— start —

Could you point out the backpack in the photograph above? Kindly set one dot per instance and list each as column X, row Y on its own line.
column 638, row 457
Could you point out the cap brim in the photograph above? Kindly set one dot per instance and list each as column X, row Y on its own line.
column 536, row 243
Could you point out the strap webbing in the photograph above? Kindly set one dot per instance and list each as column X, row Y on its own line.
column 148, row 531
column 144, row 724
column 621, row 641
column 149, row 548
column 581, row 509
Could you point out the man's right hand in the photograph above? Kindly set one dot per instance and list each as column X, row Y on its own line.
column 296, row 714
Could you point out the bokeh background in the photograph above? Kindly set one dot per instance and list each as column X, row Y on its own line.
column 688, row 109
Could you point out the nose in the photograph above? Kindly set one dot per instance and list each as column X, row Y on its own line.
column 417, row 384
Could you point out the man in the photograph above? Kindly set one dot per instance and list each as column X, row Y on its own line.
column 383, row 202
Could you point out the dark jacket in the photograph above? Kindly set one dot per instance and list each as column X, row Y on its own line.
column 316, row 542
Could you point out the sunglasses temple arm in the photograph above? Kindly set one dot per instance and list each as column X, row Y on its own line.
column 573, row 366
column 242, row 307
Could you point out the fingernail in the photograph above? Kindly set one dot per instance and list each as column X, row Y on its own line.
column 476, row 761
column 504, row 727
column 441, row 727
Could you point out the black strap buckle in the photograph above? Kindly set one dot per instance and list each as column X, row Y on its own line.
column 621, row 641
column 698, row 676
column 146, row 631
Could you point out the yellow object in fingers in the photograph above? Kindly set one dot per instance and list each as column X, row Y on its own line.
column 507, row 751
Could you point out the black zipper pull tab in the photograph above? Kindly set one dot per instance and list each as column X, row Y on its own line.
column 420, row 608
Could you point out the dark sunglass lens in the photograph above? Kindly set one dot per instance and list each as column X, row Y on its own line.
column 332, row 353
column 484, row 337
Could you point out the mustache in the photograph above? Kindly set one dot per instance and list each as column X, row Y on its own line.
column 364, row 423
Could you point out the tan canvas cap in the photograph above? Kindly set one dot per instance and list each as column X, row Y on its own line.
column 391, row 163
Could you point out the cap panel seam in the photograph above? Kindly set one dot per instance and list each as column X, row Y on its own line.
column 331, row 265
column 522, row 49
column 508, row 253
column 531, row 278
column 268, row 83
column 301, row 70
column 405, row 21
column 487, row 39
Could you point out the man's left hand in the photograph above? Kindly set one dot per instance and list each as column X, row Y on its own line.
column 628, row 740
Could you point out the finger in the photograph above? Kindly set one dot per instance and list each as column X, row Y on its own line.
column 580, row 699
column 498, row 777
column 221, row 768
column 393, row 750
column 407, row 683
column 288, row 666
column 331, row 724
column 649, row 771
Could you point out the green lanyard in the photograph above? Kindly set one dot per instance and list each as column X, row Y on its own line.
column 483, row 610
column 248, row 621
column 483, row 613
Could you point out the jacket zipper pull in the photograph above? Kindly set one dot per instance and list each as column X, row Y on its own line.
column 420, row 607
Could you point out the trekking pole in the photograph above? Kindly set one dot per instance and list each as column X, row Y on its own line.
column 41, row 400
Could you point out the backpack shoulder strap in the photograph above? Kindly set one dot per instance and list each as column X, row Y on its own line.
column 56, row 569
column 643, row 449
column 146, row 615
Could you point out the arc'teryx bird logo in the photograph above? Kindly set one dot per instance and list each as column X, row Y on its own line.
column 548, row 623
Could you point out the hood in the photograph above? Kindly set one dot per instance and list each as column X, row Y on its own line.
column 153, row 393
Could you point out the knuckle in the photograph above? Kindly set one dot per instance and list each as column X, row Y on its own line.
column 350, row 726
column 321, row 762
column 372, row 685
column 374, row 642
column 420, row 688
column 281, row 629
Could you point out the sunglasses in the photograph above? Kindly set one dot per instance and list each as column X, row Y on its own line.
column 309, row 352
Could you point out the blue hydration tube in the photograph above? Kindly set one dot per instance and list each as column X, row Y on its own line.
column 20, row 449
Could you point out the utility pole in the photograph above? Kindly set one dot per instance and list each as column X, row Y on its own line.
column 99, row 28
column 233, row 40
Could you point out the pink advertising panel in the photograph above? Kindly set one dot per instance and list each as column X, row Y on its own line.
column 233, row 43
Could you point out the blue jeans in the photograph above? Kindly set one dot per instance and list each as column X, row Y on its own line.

— end —

■ Goal:
Switch "Kindly" to "Please" everywhere in the listing above, and reproduce the listing with nothing else altered.

■ Solved exercise:
Could you point out the backpack in the photograph above? Please set one dot per instance and list each as column X, row Y on its own line.
column 638, row 457
Could you point out the cap brim in the photograph above? Please set one dot per instance and list each as column X, row Y on its own line.
column 536, row 243
Could you point out the strap webbing in the photograph above? Please set one dot per instance and list each as column X, row Y on its own line.
column 148, row 531
column 144, row 724
column 621, row 641
column 149, row 548
column 581, row 509
Could you point out the man's right hand in the photograph above? Please set one dot per instance and list each as column X, row Y on its own line.
column 296, row 714
Could you point out the bokeh background in the photograph above? Please set one dot per instance and list each as column X, row Y on its own line.
column 688, row 109
Could you point out the nose in the photograph above? Please set one dot per instance and list each as column X, row Y on its own line.
column 417, row 384
Could you point out the man in the photograph above? Please set one dot per instance and list each as column X, row Y on its own line.
column 383, row 202
Could you point out the dark jacket in the photograph above? Please set one dot per instance and list each as column X, row Y on its own line.
column 316, row 542
Could you point out the sunglasses temple arm in the photograph above? Please set one dot per instance and list each as column X, row Y on its own line.
column 573, row 366
column 242, row 307
Could you point out the fingernail in the photograph above? Please set one dot per instance and list each as column X, row Y on its own line.
column 476, row 761
column 504, row 727
column 441, row 727
Could you point out the black strap buckle in the photograph above? Please set one dot per instance and list each as column X, row Y on its own line.
column 621, row 641
column 698, row 676
column 146, row 631
Could you point out the yellow object in fingers in the photograph above? Please set one dot per instance and list each as column X, row Y on its own line.
column 507, row 751
Could you point out the black zipper pull tab in the photograph above? Please set one dot per instance and list each as column X, row Y on its own line.
column 420, row 608
Could you point out the dark sunglass lens in the photograph above? Please set one dot per instance and list each as column X, row Y on its own line.
column 332, row 353
column 484, row 337
Could you point out the mustache in the photograph above? Please set one dot per instance and list each as column X, row Y on its own line.
column 364, row 423
Could you point out the tan canvas cap in the photograph above? Please set one dot per instance and list each as column X, row Y on its own line.
column 391, row 163
Could you point out the cap panel seam in the photograph above? Please set one dot per instance and list each as column X, row Y on its own line.
column 331, row 265
column 522, row 49
column 508, row 253
column 531, row 278
column 268, row 83
column 301, row 70
column 405, row 21
column 487, row 39
Could you point out the man's left hand in the photograph above? Please set one dot per instance and list each as column X, row Y on its own line.
column 628, row 740
Could you point out the finger in the photograph above? Please set one dot per instance and list each as column X, row Y on its own line.
column 580, row 699
column 498, row 777
column 221, row 768
column 393, row 750
column 407, row 683
column 288, row 666
column 331, row 724
column 649, row 771
Could you point out the green lanyard in the photograph above? Please set one dot per instance and list each as column X, row Y on its own line.
column 483, row 610
column 248, row 621
column 483, row 613
Could you point out the jacket zipper pull in the photograph above? Please set one dot per instance and list each as column X, row Y on its own line.
column 420, row 607
Could you point out the trekking pole in the photograph above? Please set one dot per instance and list each as column X, row Y on its own line.
column 41, row 400
Could you point out the backpack shoulder strap in the photograph above? Please set one dot per instance and list each as column X, row Y on its own line.
column 56, row 569
column 643, row 449
column 146, row 615
Could you point out the arc'teryx bird logo in the photograph above? Please set one dot per instance and list each as column X, row Y on its own line.
column 548, row 623
Could you point out the hood in the photograph above? Please set one dot per instance and list each as column X, row Y on its own line.
column 153, row 393
Could you point out the knuckle in the photograph above? Please set one dot per instance and list each as column X, row Y on its own line.
column 350, row 726
column 321, row 762
column 372, row 685
column 374, row 642
column 420, row 688
column 281, row 629
Could you point out the sunglasses in the photograph above? Please set one dot per instance and list each as column X, row Y on its own line.
column 309, row 352
Could you point out the blue hydration tube in the photograph above? Please set one dot per instance and list each as column X, row Y on its own line.
column 20, row 449
Could you point out the utility pole in the photograph above? Please set one dot per instance and list each as column X, row Y on its own line.
column 99, row 28
column 233, row 40
Could you point out the pink advertising panel in the photograph above? Please set one dot per instance and list each as column X, row Y on its own line.
column 233, row 43
Could you point out the blue jeans in the photograph above? Please set one dot per instance and list each as column X, row Y on its own line.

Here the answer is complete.